* _TEXT FOR ANALYSIS_
------------------------------
As the Armenian researcher Mher Sahakyan mentions: “…sanctions were hard and maybe they were the main reason why Iran agreed to the Interim agreement. Though Iranian leaders like to mention that sanctions were not problem, but the Iranian economy had been effectively hit hard by these sanctions. Iranian economy mostly declined when EU member states imposed an oil embargo on Iran. China also reduced its average oil import levels from Iran in a disagreement on Iran's nuclear program. The depreciation of Iranian Rial, reduction of oil exports and shortages of foreign currency created hard social-economic situation in Iran. So sanctions were hard and maybe they were the main reason why Iran agreed to the Interim agreement.” [6.p58]

It is evident that, not directly but indirectly cyber war may influence politics of a specific State. Today cyber-attacks can target political leadership, military systems, and average citizens anywhere in the world, during peacetime or war, with the added benefit of attacker anonymity.

Stuxnet influenced the Iranians’ centrifuges, causing them to overload an intelligence program. This is a new type of and reason for war. While the basic definition of war presupposes physical violence, Stuxnet presupposes a psychological intent. In addition to the technical harm it did, it also influenced the psychology of those who had encountered the undiscovered cyber worm. Regarding the first, undiscovered phase of the computer worm, imagine a specialist working on the program, who faced long-lasting technical problems, becoming filled with doubt towards their personal professional skills and also doubting the capability of Iran in general to develop its program. This is a new approach in the definition of war, as it dramatically shifts the choice of instruments that can cause harm to a State.

From Wars with Swords to Cyber Wars: State Security is Still a Priority

Nevertheless, the war in cyberspace is real, it has happened in the past, it is happening now and it will certainly happen in future.

The classical approach to war sees physical violence carried out by military operations. Cyberwar presupposes physical violence as well as bringing a new, psychological violence, which may cause no less harm. Ideas and things important for state security have changed over the centuries, as have the instruments and measurements of security, but the problem of state security is still a priority. Maybe unexpected ships won’t attack from the sea, but cyber-attacks will come.

In past centuries, population size was an important issue for the state in maintaining its governance. It determined the size of the workforce and the size of the army, and the strength of armies was measured by the quantity of troops.

Centuries ago, a human, a good soldier was to aim to harm the opposing side. To conquer the army was to win the war. Afterwards, the period of weapons and technology began, and would enable opposing sides measure their technical and tactical capabilities to win. At that time, to mobilize technical capabilities was to conquer the army. Due to growing population and technological achievements, in addition to the number of troops, now the amount of military equipment is of much importance. A single-pilot jet may cause greater harm than 1000 troops on the same territory. Nowadays unmanned aircraft can jeopardize enemies’ strategic targets in specific cases even without any physical violence, because in a certain situation to harm a strategic unit even without causing physical violence from neither attaching side nor from the attacked still may have fatal result for the states being attacked.
------------------------------
* _EXERCISE_
In the text on cyber war, what harm can a single-pilot jet cause?

* _DATASET_
------------------------------
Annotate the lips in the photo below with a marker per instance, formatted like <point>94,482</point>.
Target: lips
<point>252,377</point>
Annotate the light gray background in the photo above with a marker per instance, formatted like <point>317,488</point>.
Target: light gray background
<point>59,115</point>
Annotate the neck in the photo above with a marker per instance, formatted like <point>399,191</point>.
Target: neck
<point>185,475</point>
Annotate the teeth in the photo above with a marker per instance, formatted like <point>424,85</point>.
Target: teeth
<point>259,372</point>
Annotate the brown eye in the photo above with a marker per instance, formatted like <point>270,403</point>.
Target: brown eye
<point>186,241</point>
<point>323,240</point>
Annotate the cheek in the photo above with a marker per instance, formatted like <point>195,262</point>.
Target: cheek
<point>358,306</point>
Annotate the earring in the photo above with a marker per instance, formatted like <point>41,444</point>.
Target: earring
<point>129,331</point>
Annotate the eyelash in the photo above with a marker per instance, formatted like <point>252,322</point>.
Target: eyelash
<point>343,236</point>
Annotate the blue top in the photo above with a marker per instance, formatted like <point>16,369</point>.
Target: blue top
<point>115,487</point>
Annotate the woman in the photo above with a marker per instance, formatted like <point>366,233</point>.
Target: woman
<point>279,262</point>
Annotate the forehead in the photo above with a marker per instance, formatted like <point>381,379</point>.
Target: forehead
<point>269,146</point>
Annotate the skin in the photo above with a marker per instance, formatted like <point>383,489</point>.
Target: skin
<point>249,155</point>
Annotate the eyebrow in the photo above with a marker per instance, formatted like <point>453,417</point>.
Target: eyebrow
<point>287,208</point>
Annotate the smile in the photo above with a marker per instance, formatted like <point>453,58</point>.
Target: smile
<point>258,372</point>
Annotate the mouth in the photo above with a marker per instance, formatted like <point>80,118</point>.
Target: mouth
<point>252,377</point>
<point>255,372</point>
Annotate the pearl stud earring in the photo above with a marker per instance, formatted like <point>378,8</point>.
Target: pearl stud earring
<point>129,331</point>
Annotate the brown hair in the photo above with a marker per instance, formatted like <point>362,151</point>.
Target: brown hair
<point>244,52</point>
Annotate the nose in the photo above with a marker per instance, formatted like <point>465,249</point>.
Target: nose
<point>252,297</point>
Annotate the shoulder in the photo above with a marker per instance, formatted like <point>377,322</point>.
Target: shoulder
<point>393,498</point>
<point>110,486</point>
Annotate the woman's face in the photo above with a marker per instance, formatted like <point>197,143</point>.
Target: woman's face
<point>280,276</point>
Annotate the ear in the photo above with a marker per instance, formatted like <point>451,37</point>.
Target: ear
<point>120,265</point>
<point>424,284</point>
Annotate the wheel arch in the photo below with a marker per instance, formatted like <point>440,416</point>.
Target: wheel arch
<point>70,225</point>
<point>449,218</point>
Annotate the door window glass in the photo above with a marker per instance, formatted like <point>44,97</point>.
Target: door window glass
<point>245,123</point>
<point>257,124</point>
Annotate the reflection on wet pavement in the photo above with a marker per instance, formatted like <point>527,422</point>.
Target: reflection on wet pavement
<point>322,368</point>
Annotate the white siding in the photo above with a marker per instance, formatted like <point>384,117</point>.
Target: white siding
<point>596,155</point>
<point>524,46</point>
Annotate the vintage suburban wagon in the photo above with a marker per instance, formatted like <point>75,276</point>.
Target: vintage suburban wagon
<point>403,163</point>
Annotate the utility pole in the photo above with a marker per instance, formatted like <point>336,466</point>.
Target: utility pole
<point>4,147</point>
------------------------------
* _ANSWER FOR THIS EXERCISE_
It may cause greater harm than 1000 troops on the same territory.